■ **What the task asks**:
Report each line of the items below that contains the string "building". Letter case must match.

——————

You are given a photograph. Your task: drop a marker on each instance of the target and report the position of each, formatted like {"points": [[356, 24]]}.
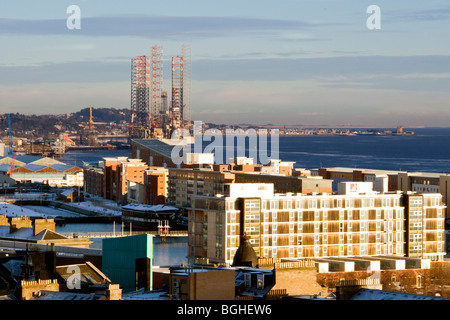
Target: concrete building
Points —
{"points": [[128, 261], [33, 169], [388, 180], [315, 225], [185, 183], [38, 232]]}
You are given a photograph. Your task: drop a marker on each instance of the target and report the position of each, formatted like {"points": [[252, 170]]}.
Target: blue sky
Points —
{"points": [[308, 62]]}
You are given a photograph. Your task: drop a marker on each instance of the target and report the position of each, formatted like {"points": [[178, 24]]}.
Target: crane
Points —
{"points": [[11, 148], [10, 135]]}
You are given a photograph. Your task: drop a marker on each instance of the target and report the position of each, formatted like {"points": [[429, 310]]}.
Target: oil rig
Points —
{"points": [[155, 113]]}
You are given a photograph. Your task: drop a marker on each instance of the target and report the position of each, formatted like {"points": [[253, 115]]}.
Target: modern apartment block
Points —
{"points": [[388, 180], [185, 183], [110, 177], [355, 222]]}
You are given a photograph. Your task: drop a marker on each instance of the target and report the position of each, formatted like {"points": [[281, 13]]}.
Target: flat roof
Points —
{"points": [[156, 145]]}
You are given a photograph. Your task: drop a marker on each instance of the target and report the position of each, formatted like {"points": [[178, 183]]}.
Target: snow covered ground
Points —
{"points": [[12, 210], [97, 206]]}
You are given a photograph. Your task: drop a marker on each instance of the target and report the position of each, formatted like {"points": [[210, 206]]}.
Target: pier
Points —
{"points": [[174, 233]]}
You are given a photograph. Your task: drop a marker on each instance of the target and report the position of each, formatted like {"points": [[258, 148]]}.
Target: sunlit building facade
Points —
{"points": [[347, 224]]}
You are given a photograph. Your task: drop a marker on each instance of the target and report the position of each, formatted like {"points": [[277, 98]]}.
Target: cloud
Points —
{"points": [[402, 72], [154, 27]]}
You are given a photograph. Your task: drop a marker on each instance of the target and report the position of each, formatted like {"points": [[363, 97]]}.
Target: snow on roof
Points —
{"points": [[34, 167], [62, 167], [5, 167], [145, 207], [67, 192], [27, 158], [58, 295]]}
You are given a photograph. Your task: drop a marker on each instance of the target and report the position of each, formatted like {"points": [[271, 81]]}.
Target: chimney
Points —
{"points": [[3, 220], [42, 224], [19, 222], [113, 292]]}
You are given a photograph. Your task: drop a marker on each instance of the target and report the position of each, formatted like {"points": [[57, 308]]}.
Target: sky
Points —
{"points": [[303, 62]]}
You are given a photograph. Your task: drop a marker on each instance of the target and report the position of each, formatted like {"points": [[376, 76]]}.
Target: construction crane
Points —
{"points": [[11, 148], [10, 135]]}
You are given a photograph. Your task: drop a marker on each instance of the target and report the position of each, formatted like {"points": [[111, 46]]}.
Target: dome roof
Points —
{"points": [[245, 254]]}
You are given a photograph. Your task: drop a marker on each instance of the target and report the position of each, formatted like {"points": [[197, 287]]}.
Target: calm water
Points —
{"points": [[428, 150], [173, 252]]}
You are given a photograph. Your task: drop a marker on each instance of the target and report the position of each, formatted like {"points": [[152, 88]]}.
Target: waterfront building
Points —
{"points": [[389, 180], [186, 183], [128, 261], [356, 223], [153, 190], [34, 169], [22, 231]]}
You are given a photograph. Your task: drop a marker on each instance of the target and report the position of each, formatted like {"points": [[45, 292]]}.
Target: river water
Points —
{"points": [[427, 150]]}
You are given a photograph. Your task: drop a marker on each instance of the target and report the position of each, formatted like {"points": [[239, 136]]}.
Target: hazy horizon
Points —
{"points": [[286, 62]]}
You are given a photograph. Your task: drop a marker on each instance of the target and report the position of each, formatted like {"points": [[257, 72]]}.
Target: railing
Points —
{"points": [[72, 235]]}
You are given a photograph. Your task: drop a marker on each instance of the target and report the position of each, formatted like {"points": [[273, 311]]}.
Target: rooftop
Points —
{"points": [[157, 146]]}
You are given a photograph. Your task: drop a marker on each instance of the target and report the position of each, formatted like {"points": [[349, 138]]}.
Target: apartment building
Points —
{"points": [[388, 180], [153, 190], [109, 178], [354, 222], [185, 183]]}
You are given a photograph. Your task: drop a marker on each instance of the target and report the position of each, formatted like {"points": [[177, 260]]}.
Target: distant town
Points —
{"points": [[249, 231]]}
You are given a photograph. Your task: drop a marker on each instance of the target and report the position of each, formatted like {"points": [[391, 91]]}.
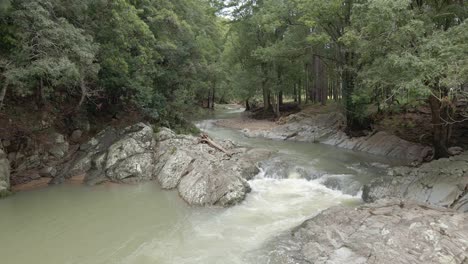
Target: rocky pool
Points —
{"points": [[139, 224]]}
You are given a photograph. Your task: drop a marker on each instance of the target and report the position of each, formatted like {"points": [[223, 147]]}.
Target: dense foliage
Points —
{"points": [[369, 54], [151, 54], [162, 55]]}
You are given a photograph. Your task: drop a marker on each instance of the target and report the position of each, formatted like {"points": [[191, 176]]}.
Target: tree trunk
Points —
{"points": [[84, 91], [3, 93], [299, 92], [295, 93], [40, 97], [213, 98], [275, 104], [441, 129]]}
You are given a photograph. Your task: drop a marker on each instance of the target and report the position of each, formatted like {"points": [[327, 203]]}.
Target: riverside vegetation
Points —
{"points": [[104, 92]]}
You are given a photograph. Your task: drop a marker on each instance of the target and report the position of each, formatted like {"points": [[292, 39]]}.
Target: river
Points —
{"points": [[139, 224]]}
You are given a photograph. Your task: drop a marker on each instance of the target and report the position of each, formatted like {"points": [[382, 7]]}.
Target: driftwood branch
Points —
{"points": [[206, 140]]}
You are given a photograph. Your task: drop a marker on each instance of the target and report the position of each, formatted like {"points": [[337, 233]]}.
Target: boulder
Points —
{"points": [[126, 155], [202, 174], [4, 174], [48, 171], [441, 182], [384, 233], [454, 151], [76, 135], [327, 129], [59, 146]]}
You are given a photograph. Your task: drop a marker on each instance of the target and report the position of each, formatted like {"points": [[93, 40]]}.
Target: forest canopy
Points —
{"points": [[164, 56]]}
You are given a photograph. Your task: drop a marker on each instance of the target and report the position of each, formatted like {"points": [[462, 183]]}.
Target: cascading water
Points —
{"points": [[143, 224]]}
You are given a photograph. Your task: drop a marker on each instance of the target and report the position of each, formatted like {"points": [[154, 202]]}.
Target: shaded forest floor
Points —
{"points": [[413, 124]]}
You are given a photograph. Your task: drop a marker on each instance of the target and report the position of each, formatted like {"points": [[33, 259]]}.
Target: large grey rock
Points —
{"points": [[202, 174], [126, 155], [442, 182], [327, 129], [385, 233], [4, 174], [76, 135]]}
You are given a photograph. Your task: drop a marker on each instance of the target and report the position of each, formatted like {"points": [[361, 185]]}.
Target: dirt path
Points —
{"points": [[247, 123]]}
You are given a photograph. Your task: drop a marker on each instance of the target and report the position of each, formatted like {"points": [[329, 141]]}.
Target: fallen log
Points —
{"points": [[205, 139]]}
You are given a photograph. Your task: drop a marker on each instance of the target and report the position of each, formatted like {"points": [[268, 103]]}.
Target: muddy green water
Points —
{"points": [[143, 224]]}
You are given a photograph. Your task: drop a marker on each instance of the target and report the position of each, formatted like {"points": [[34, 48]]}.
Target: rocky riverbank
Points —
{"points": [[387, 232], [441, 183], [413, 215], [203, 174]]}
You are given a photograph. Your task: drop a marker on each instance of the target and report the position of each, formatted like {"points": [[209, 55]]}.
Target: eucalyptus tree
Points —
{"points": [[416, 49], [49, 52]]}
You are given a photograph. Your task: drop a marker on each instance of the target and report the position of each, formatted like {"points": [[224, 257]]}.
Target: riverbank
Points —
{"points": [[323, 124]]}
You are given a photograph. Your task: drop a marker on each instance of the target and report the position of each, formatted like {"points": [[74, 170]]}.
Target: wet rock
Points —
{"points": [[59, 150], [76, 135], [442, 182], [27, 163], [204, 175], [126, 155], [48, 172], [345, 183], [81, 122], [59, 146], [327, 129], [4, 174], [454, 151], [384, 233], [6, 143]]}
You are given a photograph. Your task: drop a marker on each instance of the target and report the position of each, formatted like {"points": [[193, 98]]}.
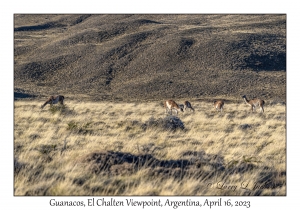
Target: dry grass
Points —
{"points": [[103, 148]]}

——————

■ **Solution to this task**:
Target: concrete building
Target: sunlit building facade
Target: waterfront building
Target: apartment building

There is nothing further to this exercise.